▶ [Task statement] Pick out every line of the records below that contains the string "white", treating uppercase and lowercase as different.
:: Records provided ::
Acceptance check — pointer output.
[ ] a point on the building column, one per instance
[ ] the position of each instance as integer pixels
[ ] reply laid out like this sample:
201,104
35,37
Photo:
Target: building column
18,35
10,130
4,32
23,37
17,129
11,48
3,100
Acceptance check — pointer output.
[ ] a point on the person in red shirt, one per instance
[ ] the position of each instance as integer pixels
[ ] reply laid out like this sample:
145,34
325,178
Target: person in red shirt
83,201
:::
:: Records provided ::
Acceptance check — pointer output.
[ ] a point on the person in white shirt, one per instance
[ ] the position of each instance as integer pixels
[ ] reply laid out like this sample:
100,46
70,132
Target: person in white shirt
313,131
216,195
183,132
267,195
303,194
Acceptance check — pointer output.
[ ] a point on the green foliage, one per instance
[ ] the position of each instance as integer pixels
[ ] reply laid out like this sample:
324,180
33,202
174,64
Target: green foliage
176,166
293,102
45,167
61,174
:::
▶ [Result for this exercise]
[ ] a point on the person in white shirt, one per instance
Target: person in white shirt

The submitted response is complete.